Task set
#1 In the piece below on leasing the Pennsylvania Turnpike, what was Majority Leader Dominic Pileggi referring to when he warned against an "artificial deadline"? Answer in one to three sentences.
#2 Render this sentence from the Pennsylvania Turnpike lease piece below in Spanish: "The high bidder's proposal for what would be a 75-year lease stipulates a $12.8 billion upfront payment."

Source text

----------

Pennsylvania residents should be relieved over the state Senate's intent to delay until at least next year action on whether to lease the Pennsylvania Turnpike to a private operator.

There still isn't enough proof that the highest bid received for the deal is fair value for a transportation asset as large as the Turnpike.

The high bidder's proposal for what would be a 75-year lease stipulates a $12.8 billion upfront payment.

The state would use that money to fund repairs to crumbling bridges and highways and to bolster mass transit systems.

Unfortunately, the Rendell administration and other leasing-plan supporters have yet to provide convincing evidence that, through the deal, the state would not be shortchanging itself over the long term if it were to accept the current bid on the table.

"We should not rush into such a major policy decision under some sort of artificial deadline," said Majority Leader Dominic Pileggi, R-Delaware. He was referring to the high bidder's disclosure that it probably would withdraw its offer after the second week of October.

This is too important an issue to be ratified without it being adequately evaluated and publicly debated. Even seemingly routine items receive closer legislative scrutiny than what lease promoters are advocating regarding this important, heretofore-untested-in-this-state highway decision.

Meanwhile, the thinking of Senate President Pro Tempore Joe Scarnati, R-Jefferson, is consistent with that of many people across the state who oppose a lease, or who just think the high bidder's offer is too low.

----------

Records provided

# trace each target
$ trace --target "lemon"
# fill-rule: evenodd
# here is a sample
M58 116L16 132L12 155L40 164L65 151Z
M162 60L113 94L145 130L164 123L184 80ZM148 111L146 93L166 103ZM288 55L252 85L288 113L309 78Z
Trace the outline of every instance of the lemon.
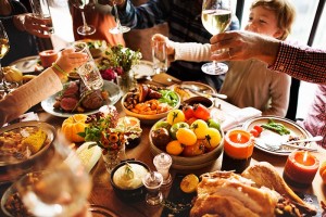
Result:
M192 193L197 190L199 178L195 174L185 176L180 182L180 189L185 193Z

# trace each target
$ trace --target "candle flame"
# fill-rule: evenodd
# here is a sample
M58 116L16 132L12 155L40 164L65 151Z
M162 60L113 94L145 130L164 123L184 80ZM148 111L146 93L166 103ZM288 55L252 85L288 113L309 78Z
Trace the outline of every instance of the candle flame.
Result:
M308 159L308 152L304 152L304 155L303 155L303 163L305 163Z
M241 142L241 133L238 133L238 135L237 135L237 141L238 141L238 142Z

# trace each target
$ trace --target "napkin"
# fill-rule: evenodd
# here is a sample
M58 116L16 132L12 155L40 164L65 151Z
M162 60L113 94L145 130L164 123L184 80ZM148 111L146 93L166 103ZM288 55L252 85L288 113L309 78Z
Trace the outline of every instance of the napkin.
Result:
M225 120L221 126L224 131L227 131L250 118L260 116L262 116L262 112L260 110L254 107L243 107L238 112L227 114L227 117L225 117Z

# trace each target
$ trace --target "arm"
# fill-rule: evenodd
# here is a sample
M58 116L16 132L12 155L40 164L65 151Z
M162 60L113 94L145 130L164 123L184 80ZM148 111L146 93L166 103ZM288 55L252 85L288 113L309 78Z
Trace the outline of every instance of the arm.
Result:
M85 63L86 60L86 54L64 50L58 59L57 65L65 72L71 72ZM33 105L62 90L62 81L64 80L66 80L66 75L52 66L7 94L0 100L0 126L17 118Z
M326 51L296 47L248 31L220 34L211 38L211 43L212 52L229 49L229 53L213 54L212 60L258 59L267 63L273 71L286 73L309 82L326 82Z

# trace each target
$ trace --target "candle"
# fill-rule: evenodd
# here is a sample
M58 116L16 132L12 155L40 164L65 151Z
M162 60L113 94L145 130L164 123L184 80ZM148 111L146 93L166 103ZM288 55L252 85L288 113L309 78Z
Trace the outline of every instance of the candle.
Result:
M224 138L222 170L242 173L250 164L254 142L243 129L229 130Z
M319 161L304 151L292 152L284 168L284 179L287 183L298 188L309 187L315 178Z

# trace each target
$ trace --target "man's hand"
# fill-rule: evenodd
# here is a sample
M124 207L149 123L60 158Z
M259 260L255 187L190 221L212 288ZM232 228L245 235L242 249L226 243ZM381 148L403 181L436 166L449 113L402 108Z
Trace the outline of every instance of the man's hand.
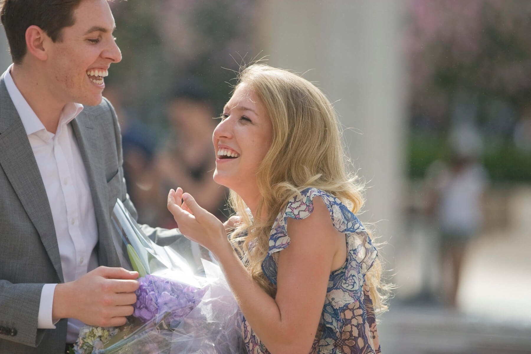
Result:
M136 301L138 273L100 266L68 283L58 284L54 293L52 318L77 318L86 324L109 327L125 324Z

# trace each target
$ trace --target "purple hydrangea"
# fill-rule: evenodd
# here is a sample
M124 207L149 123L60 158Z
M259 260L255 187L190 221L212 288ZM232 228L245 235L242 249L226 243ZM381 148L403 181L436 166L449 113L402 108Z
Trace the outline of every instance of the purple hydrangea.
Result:
M200 289L151 274L138 280L140 286L135 292L136 303L133 305L133 316L144 323L164 319L171 327L178 326L207 291L206 287Z

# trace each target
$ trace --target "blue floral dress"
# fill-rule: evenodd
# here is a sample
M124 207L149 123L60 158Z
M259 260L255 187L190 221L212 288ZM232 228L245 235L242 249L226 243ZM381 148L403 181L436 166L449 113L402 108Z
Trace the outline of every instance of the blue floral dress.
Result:
M359 220L339 199L314 188L301 192L288 202L271 227L269 251L262 263L264 273L277 284L278 252L289 245L288 218L300 220L313 211L313 200L319 196L330 211L334 227L345 234L347 260L330 274L328 287L311 353L378 354L378 332L369 287L364 276L374 262L376 248ZM268 354L249 323L243 318L243 335L250 354Z

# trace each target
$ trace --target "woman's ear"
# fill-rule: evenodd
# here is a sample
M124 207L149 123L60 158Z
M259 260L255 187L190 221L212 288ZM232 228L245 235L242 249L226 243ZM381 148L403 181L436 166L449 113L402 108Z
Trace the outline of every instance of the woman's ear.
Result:
M29 53L41 61L48 58L45 44L50 39L44 31L38 26L31 25L26 30L25 39Z

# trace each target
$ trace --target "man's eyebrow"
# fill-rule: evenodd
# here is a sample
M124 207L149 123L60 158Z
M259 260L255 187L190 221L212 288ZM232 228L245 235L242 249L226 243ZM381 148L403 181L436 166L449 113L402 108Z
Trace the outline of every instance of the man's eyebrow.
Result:
M111 33L112 33L112 32L114 32L114 30L115 29L116 29L116 26L113 28L113 30ZM109 30L105 28L105 27L101 27L100 26L92 26L92 27L89 29L88 31L85 32L85 35L86 36L87 34L88 34L89 33L91 33L93 32L102 32L104 33L106 33Z

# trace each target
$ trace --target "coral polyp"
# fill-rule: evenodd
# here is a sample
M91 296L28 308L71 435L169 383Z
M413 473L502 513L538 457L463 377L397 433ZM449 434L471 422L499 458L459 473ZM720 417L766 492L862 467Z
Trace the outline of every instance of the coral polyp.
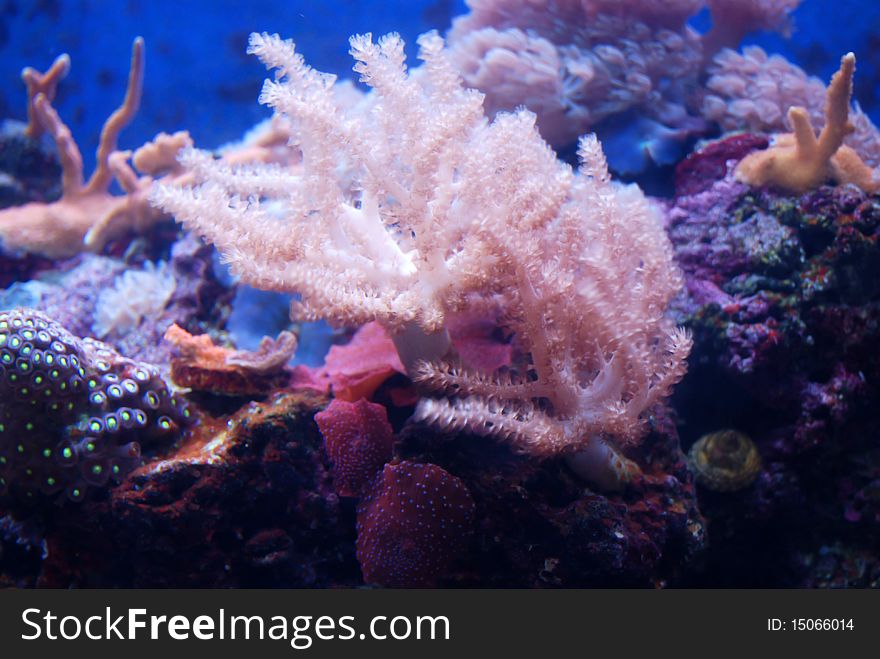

----------

Solutions to each task
#1 Pileggi was referring to the high bidder's disclosure that it would probably withdraw its offer after the second week of October.

#2 La propuesta del mejor postor para lo que sería un arrendamiento de 75 años estipula un pago inicial de 12.800 millones de dólares.